:: Material provided ::

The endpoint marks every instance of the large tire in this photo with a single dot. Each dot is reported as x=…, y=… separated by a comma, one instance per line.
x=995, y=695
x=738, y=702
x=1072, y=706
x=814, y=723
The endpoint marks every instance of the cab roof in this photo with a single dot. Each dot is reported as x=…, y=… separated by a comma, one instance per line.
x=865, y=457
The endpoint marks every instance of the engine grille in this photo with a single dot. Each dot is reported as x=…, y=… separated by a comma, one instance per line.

:::

Write out the lines above exactly, but only from the one containing "The endpoint marks every instance of the cab" through the last one.

=== Written solution ===
The endpoint marks every instance of the cab roof in this photo with a single dot. Each dot is reported as x=…, y=… separated by a comma, one instance per line.
x=865, y=457
The endpoint marks every instance of the engine grille in this photo with a single dot. Each dot is reported as x=…, y=… separated by a comma, one instance per line.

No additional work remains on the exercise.